WORK TO COMPLETE:
Starting at the line that contains "Task: point out the potted plant centerpiece", transcribe every remaining line of the entries exactly, including the last one.

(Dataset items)
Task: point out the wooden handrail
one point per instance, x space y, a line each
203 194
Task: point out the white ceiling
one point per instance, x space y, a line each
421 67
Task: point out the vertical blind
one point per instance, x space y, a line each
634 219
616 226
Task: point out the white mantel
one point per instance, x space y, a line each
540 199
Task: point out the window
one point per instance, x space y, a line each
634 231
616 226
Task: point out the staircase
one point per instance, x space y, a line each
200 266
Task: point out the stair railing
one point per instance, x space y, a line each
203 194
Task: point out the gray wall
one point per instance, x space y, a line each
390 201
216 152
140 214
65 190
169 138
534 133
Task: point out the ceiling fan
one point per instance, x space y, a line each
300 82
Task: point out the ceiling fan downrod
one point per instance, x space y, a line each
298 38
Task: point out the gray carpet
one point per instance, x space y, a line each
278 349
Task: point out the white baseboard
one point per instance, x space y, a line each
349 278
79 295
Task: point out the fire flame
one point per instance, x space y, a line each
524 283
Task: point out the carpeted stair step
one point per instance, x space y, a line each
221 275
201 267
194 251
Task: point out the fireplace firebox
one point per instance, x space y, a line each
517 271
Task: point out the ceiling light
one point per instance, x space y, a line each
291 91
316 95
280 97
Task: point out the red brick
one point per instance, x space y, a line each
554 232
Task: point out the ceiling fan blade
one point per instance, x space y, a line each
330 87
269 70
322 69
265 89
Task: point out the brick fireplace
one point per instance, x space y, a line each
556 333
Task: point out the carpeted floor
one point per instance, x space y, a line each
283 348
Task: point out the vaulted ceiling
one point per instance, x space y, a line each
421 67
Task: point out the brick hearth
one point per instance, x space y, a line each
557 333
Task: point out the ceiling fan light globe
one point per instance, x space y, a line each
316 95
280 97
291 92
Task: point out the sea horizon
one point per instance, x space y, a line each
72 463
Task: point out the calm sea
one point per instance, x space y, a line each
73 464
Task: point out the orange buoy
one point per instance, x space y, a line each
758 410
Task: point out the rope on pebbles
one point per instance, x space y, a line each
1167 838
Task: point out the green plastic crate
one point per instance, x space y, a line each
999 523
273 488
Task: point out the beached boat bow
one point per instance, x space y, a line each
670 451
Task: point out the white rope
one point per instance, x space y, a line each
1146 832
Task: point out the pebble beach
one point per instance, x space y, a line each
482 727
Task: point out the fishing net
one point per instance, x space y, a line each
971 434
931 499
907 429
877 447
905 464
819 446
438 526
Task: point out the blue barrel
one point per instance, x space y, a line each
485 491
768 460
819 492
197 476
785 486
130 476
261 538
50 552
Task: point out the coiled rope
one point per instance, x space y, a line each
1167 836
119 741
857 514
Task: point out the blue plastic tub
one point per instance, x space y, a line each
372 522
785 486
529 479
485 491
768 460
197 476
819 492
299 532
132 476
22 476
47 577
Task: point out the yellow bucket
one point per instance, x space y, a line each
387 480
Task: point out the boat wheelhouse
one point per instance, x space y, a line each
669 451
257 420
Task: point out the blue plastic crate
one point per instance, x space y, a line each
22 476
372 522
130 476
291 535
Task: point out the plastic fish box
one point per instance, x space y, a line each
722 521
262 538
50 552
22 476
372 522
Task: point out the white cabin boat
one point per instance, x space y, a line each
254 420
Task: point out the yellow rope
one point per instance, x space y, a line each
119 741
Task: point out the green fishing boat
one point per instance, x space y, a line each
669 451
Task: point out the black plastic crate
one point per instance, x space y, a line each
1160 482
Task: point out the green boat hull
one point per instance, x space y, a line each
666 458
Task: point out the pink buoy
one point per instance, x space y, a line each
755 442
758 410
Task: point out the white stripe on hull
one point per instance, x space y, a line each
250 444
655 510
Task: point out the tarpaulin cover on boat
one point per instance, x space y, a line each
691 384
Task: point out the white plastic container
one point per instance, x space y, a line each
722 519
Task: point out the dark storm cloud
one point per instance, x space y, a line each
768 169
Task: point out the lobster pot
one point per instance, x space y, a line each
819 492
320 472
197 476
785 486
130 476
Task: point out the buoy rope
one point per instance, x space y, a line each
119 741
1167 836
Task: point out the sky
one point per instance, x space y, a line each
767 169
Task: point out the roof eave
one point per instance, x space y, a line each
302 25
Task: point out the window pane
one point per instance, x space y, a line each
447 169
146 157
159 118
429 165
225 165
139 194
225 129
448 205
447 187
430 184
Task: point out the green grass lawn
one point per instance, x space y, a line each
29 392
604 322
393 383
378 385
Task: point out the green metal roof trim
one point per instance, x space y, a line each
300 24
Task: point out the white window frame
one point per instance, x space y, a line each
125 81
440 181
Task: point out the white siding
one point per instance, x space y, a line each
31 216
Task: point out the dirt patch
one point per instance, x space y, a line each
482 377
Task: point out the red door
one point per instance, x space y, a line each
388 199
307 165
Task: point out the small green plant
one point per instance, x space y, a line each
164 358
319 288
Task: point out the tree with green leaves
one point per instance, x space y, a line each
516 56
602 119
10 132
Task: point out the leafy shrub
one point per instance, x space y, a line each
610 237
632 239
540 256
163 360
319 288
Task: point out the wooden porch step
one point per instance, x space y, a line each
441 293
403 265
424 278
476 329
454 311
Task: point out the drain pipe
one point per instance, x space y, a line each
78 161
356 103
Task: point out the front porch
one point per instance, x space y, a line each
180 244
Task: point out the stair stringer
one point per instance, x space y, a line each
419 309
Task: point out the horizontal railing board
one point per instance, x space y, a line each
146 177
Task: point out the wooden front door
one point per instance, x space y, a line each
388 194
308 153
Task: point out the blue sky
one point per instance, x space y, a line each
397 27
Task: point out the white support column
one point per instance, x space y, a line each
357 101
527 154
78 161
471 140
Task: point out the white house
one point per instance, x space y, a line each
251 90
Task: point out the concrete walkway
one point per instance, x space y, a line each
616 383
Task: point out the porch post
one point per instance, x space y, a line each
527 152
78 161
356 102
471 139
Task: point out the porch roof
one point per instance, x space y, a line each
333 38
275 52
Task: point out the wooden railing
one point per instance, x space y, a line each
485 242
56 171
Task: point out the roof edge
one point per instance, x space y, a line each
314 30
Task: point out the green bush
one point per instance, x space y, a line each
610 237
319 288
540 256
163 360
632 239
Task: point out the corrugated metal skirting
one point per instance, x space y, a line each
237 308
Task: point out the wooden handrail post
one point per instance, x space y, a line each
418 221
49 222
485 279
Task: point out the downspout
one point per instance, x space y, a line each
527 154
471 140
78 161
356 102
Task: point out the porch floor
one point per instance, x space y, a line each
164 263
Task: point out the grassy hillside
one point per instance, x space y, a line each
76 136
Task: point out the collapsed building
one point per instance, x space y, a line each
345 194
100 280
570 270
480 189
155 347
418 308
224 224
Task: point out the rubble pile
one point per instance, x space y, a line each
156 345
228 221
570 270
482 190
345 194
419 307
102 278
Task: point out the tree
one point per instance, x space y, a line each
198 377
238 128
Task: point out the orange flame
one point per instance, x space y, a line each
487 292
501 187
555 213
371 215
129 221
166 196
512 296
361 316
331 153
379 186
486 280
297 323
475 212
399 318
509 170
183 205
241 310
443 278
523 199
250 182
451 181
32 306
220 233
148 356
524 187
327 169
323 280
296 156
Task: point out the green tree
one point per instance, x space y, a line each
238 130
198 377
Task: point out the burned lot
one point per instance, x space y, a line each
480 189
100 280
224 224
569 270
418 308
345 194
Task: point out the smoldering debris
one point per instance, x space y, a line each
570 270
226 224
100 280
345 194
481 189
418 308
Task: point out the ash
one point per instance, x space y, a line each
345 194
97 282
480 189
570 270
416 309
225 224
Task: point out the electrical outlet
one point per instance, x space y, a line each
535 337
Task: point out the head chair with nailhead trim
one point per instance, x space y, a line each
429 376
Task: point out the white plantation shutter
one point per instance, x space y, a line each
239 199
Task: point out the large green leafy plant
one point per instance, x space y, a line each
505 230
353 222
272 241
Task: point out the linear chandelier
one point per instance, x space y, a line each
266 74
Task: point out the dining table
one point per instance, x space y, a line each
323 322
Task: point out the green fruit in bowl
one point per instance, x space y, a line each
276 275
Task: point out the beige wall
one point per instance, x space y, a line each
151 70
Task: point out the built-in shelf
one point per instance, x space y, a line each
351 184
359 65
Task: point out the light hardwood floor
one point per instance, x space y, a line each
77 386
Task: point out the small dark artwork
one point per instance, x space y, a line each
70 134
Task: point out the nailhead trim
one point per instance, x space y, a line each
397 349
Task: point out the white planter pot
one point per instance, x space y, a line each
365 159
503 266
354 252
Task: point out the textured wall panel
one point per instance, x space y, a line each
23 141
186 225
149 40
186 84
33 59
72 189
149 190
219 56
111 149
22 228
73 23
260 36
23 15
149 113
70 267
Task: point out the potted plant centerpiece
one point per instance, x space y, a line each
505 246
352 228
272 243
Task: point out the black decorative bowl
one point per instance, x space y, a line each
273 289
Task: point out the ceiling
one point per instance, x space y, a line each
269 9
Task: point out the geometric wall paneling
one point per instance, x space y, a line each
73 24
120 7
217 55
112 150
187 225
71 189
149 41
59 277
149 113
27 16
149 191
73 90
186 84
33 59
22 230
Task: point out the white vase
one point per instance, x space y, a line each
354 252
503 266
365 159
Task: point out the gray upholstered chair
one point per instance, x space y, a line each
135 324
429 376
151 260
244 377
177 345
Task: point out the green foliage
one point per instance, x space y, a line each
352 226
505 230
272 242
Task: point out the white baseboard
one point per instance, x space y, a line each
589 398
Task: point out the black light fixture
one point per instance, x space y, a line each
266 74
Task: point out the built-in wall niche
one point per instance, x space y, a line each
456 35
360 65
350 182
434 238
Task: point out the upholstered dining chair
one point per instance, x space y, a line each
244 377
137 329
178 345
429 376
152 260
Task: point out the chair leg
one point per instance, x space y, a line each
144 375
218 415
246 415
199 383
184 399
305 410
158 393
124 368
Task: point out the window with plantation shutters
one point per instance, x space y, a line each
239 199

ANSWER TO THE TASK:
Task: point out the potted plant centerpiece
one point per instance, x space y, a line each
505 246
352 228
272 243
Task: point out the black decorative bowl
one point per instance, x space y, a line each
273 289
Task: point out the ceiling
one point per instance, x space y, a line each
269 9
Task: point out the geometric wall paneling
one point per instance, x space y, a line each
73 24
120 7
217 55
112 150
187 225
71 189
149 41
59 277
149 113
27 16
149 191
73 90
186 84
33 59
22 230
Task: point out the white vase
one point per instance, x space y, a line each
354 252
503 266
365 159
Task: point out the gray upholstered chair
one point per instance, x space y, a line each
135 324
429 376
151 260
244 377
177 345
Task: point out the green foliage
one point per instance, x space y, a line each
352 226
505 230
272 242
Task: point out the white baseboard
one point per instance, x space y, a line each
589 398
Task: point out the black light fixture
one point per instance, x space y, a line each
266 74
Task: point out the built-in wall niche
one point per instance, x space y, a line each
456 35
360 65
350 182
434 238
Task: point out the upholstered dining chair
one point per instance, x space y, a line each
244 377
137 329
178 345
429 376
152 260
Task: point out the chair leg
one point per instance, x space y, a line each
144 375
218 415
246 415
199 383
184 399
305 410
158 393
124 368
Task: point out the window with plantation shutters
one point per instance, x space y, a line each
239 199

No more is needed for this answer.